▶ **Texto apresentado**:
'''

In Russell, B. (1977): História da Filosofia Ocidental, Rio de Janeiro: Cia. Editora Nacional.

quarta-feira, 6 de fevereiro de 2013

A Filosofia entre a Religião e a Ciência #6

Bertrand Russell

(continuação)
Com o subjetivismo na filosofia, o anarquismo anda de mãos dadas com a política. Já no tempo de Lutero, discípulos inoportunos e não reconhecidos haviam desenvolvido a doutrina do anabatismo, a qual, durante algum tempo, dominou a cidade de Wünster. Os anabatistas repudiavam toda lei, pois afirmavam que o homem bom seria guiado, em todos os momentos, pelo Espírito Santo, que não pode ser preso a fórmulas. Partindo dessas premissas, chegam ao comunismo e à promiscuidade sexual. Foram, pois, exterminados, após uma resistência heróica. Mas sua doutrina, em formas mais atenuadas, se estendem pela Holanda, Inglaterra e Estados Unidos; historicamente, é a origem do "quakerismo". Uma forma mais feroz de anarquismo, não mais relacionada Com a religião, surgiu no século XIX. Na Rússia, Espanha e, em menor grau, na Itália, obteve considerável êxito, constituindo, até hoje, um pesadelo para as autoridades americanas de imigração. Esta versão moderna, embora anti-religiosa, encerra ainda muito do espírito do protestantismo primitivo; difere principalmente dele devido ao fato de dirigir contra os governos seculares a hostilidade que Lutero dirigia contra os Papas.

A subjetividade, uma vez desencadeada, já não podia circunscrevem-se aos seus limites, até que tivesse seguido seu curso. Na moral, a atitude enfática dos protestantes, quanto à consciência individual, era essencialmente anárquica. O hábito e o costume eram tão fortes que, exceto em algumas manifestações ocasionais, como, por exemplo, a de Münster, os discípulos do individualismo na ética continuaram a agir de maneira convencionalmente virtuosa. Mas era um equilíbrio precário. O culto do século XVIII à "sensibilidade" começou a romper esse equilíbrio: um ato era admirado não pelas suas boas conseqüências, ou porque estivesse de acordo com um código moral, mas devido à emoção que o inspirava. Dessa atitude nasceu o culto do herói, tal como foi manifestado por Carlyle e Nietzsche, bem como o culto byroniano da paixão violenta, qualquer que esta seja.

O movimento romântico, na arte, na literatura e na política, está ligado a essa maneira subjetiva de julgar-se os homens, não como membros de uma comunidade, mas como objetos de contemplação esteticamente encantadores. Os tigres são mais belos do que as ovelhas, mas preferimos que estejam atrás de grades. O romântico típico remove as grades e delicia-se com os saltos magníficos com que o tigre aniquila as ovelhas. Incita os homens a imaginar que são tigres e, quando o consegue, os resultados não são inteiramente agradáveis.

'''

▶ **Registros de dados**:
'''

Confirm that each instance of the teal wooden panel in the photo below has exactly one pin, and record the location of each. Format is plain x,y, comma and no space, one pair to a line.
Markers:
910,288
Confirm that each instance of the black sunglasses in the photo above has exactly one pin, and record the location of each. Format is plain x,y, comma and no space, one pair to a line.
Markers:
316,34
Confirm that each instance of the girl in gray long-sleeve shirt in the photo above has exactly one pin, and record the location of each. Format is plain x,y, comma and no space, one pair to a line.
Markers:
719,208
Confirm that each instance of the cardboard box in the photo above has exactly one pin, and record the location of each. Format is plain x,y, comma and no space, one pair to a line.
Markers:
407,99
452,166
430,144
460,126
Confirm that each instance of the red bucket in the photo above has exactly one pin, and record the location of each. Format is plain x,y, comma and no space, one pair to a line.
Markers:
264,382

'''

▶ **Seu objetivo**: Passe para o inglês esta frase do texto sobre filosofia, religião e ciência: "Os tigres são mais belos do que as ovelhas, mas preferimos que estejam atrás de grades." Os registros provêm de outra fonte.

▶ **Resposta completa**: Tigers are more beautiful than sheep, but we prefer them to be behind bars.